Reproduce the text below about Atlanta's small independent restaurants word for word, in full.

----- TEXT SHOWN -----

Compared to other cities in roughly the same genre (youthful, sprawling, diverse), Atlanta doesn’t offer much of a platform for would-be indie food entrepreneurs with small budgets. I hear the same complaints constantly: “Why do we need twenty parking spaces or a grease trap as big as a Volkswagen to start putting out good food?” One major culprit seems to be a real estate landscape that favors cookie-cutter developments with oversized storefronts anathema to creative types.
There are historic precedents for scrappy entrepreneurial success. If all goes well for them, Alex Brounstein of Grindhouse Killer Burgers, Cody Taylor and Jiyeon Lee of barbecue joint Heirloom Market, Jahan Ostad of Southwestern-Persian fusion spot Sheik Burritos n Kabobs, and Tomas Lee of Hankook Taqueria will join the ranks of those who started a business on a shoestring—the Flying Biscuit Cafe, Fellini’s Pizza, Taqueria del Sol, Top Flr—and became household names.
My most recent coup de foudre is the idiosyncratic Victory Sandwich Bar in Inman Park, home of the itsy-bitsy $4 gourmet sandwich—along with inexpensive slushies made of Jack Daniel’s and Coke, cult movies, loud music, and Ping-Pong games for relieving frustration. Co-owner Ian Jones, a graduate of Georgia State, thought that by now he would be “a New York architect who drives a Ferrari.” Instead he decided to start a business in a concrete block of a space (formerly Johnny’s New York Style Pizza) with partner Caleb Wheelus. Both agree that the world doesn’t need another bar or a place pushing salmon and fingerling potatoes, as do I while wolfing down a Victory at Sea (white anchovies, frisée, and lemon mayo on fresh ciabatta) or a Hambo (prosciutto, mozzarella, arugula, thinly sliced apple, and reduced balsamic). Their creations are barely bigger than sliders but twice as exciting.

----- EXTRACTED DATA -----

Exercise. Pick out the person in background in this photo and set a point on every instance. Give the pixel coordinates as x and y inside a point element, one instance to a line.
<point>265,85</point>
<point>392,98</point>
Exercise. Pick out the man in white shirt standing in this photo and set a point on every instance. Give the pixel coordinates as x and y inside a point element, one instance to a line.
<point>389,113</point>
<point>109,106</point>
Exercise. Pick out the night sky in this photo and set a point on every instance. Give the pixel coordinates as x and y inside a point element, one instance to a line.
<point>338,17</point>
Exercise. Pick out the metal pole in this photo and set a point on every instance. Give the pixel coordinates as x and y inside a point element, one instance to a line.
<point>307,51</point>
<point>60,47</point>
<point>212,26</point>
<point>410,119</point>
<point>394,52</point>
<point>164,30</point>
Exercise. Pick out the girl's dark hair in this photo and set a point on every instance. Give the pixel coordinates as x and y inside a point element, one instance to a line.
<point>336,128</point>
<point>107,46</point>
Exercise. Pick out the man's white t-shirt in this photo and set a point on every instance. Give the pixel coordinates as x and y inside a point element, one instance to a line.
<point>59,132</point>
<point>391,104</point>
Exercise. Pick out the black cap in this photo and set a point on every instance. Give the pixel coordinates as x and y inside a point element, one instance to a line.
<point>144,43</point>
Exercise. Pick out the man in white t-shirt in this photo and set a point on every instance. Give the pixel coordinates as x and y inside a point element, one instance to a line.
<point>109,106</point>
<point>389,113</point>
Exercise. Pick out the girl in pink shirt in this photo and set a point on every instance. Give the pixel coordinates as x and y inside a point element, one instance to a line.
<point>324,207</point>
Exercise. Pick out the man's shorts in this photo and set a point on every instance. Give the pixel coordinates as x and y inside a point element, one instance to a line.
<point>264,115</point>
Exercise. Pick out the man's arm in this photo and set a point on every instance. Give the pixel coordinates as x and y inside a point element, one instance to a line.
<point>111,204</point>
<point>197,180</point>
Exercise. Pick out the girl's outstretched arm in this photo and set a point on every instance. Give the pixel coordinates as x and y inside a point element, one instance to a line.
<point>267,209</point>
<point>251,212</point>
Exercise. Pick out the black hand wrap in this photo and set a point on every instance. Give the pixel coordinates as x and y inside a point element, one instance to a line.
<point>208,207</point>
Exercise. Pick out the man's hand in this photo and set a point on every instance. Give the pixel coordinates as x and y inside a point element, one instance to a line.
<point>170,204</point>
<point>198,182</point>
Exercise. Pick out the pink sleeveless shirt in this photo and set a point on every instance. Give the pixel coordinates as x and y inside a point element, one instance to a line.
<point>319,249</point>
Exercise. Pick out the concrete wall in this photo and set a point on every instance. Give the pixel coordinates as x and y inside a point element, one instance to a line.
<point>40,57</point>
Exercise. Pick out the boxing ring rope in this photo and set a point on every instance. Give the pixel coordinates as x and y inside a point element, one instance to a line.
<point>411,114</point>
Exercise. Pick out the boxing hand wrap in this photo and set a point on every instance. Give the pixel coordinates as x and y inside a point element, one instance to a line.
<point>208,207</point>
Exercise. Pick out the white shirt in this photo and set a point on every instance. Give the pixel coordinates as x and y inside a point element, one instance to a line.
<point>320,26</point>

-----

== COMPLETED EXERCISE ==
Compared to other cities in roughly the same genre (youthful, sprawling, diverse), Atlanta doesn’t offer much of a platform for would-be indie food entrepreneurs with small budgets. I hear the same complaints constantly: “Why do we need twenty parking spaces or a grease trap as big as a Volkswagen to start putting out good food?” One major culprit seems to be a real estate landscape that favors cookie-cutter developments with oversized storefronts anathema to creative types.
There are historic precedents for scrappy entrepreneurial success. If all goes well for them, Alex Brounstein of Grindhouse Killer Burgers, Cody Taylor and Jiyeon Lee of barbecue joint Heirloom Market, Jahan Ostad of Southwestern-Persian fusion spot Sheik Burritos n Kabobs, and Tomas Lee of Hankook Taqueria will join the ranks of those who started a business on a shoestring—the Flying Biscuit Cafe, Fellini’s Pizza, Taqueria del Sol, Top Flr—and became household names.
My most recent coup de foudre is the idiosyncratic Victory Sandwich Bar in Inman Park, home of the itsy-bitsy $4 gourmet sandwich—along with inexpensive slushies made of Jack Daniel’s and Coke, cult movies, loud music, and Ping-Pong games for relieving frustration. Co-owner Ian Jones, a graduate of Georgia State, thought that by now he would be “a New York architect who drives a Ferrari.” Instead he decided to start a business in a concrete block of a space (formerly Johnny’s New York Style Pizza) with partner Caleb Wheelus. Both agree that the world doesn’t need another bar or a place pushing salmon and fingerling potatoes, as do I while wolfing down a Victory at Sea (white anchovies, frisée, and lemon mayo on fresh ciabatta) or a Hambo (prosciutto, mozzarella, arugula, thinly sliced apple, and reduced balsamic). Their creations are barely bigger than sliders but twice as exciting.